-- Request --
Could you transcribe every one of the entries below word for word, changing nothing?

-- Record list --

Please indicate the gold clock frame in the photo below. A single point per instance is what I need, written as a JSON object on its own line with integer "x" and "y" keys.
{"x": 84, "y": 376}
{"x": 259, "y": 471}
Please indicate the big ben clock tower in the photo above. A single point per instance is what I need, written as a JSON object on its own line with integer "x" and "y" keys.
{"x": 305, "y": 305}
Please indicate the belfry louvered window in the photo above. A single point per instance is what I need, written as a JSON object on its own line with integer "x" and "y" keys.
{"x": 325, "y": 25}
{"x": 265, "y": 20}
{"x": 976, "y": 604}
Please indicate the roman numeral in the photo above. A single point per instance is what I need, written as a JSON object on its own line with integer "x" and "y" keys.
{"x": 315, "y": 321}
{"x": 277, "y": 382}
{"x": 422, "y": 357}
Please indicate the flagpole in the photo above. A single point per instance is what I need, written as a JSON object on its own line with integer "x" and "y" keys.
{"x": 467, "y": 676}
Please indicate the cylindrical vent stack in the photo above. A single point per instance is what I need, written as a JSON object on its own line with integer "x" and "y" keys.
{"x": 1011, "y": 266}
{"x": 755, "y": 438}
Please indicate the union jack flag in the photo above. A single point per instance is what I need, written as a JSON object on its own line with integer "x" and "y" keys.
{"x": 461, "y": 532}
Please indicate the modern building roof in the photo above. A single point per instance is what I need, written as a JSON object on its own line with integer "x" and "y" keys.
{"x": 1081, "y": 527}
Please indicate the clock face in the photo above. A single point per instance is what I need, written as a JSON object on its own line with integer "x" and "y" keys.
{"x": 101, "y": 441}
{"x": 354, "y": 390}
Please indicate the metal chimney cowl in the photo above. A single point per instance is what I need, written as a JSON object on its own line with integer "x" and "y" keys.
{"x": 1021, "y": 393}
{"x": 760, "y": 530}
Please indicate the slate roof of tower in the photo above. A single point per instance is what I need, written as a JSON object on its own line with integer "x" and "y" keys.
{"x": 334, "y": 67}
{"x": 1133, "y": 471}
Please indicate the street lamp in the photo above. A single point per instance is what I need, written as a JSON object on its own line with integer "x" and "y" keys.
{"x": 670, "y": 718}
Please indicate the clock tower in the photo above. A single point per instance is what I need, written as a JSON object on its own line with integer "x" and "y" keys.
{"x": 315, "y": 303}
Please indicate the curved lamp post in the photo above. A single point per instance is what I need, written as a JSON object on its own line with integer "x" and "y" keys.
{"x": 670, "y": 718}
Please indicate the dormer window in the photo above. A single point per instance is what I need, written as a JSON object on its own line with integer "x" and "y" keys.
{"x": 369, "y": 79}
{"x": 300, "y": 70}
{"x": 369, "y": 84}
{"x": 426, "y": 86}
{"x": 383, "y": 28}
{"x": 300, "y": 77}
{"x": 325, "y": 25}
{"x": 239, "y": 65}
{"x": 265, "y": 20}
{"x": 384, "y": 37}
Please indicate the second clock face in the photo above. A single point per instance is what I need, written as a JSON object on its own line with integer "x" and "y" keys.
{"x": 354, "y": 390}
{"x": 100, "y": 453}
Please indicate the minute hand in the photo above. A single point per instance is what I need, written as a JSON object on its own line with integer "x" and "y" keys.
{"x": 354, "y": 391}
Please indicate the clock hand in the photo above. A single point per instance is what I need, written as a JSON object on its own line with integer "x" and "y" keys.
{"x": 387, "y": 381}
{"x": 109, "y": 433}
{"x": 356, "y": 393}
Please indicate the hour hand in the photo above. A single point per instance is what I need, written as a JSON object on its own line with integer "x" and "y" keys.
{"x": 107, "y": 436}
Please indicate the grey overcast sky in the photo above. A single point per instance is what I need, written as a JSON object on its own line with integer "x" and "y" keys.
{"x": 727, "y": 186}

-- The solution --
Please indicate the gold clock frame in the photo below. A single point per instance is what I need, written as a JSON object on its own line with integer "x" and "y" keys.
{"x": 84, "y": 376}
{"x": 259, "y": 471}
Please indicate the big ben clock tower in the photo above. A single point per instance is what I need, written as a JSON object on its own line with integer "x" and "y" keys.
{"x": 305, "y": 305}
Please indicate the belfry louvered window in the photo above. A single point per instance is what I need, written as a JSON object on its own line with integer "x" and "y" keys.
{"x": 325, "y": 25}
{"x": 265, "y": 20}
{"x": 976, "y": 604}
Please indicate the roman numeral in the photo above. A single point per instance is what I need, written as a JSON object on its own line with integer "x" and "y" keys.
{"x": 315, "y": 321}
{"x": 277, "y": 382}
{"x": 422, "y": 357}
Please indicate the flagpole in the photo above. A single point per instance is what I need, written as a JSON object on its own line with integer "x" and "y" keys.
{"x": 467, "y": 676}
Please indicate the cylindrical vent stack in the photo above. A single point per instance is what I need, written as a JSON object on its own line with integer "x" and "y" keys.
{"x": 1011, "y": 266}
{"x": 755, "y": 438}
Please indicate the union jack flag in the photo above. A single point per instance is what I need, written as a JSON object on its own line with integer "x" and "y" keys.
{"x": 461, "y": 532}
Please indicate the modern building roof in the photo above. A single point per instance is what I need, written as a JSON object on its own line with integer "x" and "y" keys.
{"x": 1081, "y": 527}
Please indicate the clock face in the photo above. A single point per instance is what I need, written as a JSON object on its own line with integer "x" and "y" keys.
{"x": 101, "y": 441}
{"x": 354, "y": 390}
Please indicate the metal chimney cowl in the photo above. A single point per instance is what I need, written as a JSON object on its own line with integer "x" and "y" keys.
{"x": 1021, "y": 393}
{"x": 760, "y": 530}
Please indicate the slate roof of tower in the photo above. A single point per instance is what I need, written as a JSON object on its own line with integer "x" and "y" keys.
{"x": 334, "y": 67}
{"x": 1133, "y": 471}
Please indicate the street lamp in the photo above. A single point per instance is what I need, written as a JSON object on its own line with integer "x" and "y" keys.
{"x": 670, "y": 718}
Please indicate the clock tower in the photo above. A single point per instance is what I need, written as a JSON object on its own line with integer "x" and "y" keys.
{"x": 315, "y": 303}
Please indicate the curved lamp post in the photo above. A single point per instance is what I need, written as a JSON object on its own line with integer "x" and "y" keys.
{"x": 670, "y": 718}
Please indicate the dormer window in the photo above. A single point per instance is what I need, written as a JSON object on its own line with integer "x" and "y" keys.
{"x": 369, "y": 79}
{"x": 300, "y": 70}
{"x": 369, "y": 84}
{"x": 426, "y": 86}
{"x": 383, "y": 28}
{"x": 300, "y": 77}
{"x": 325, "y": 25}
{"x": 239, "y": 65}
{"x": 265, "y": 20}
{"x": 384, "y": 37}
Please indicate the second clock face in the photo above. A single point per instance is what I need, written as a JSON object on its own line with integer "x" and "y" keys.
{"x": 354, "y": 390}
{"x": 100, "y": 453}
Please indicate the minute hand in the photo above. A single point per instance is what I need, written as a JSON object on its own line with integer "x" and "y" keys.
{"x": 354, "y": 391}
Please indicate the clock hand in the photo above. A single point per instance is what I need, written as a JSON object on its own line with integer "x" and "y" keys.
{"x": 387, "y": 381}
{"x": 109, "y": 433}
{"x": 356, "y": 393}
Please indicate the hour hand in the photo above. A single point per instance is what I need, written as a JSON object on its own line with integer "x" and "y" keys.
{"x": 107, "y": 436}
Please indicate the grey overcast sky in the photo above. A single point per instance is what I need, written as a JSON object on its own line with integer "x" and "y" keys.
{"x": 727, "y": 186}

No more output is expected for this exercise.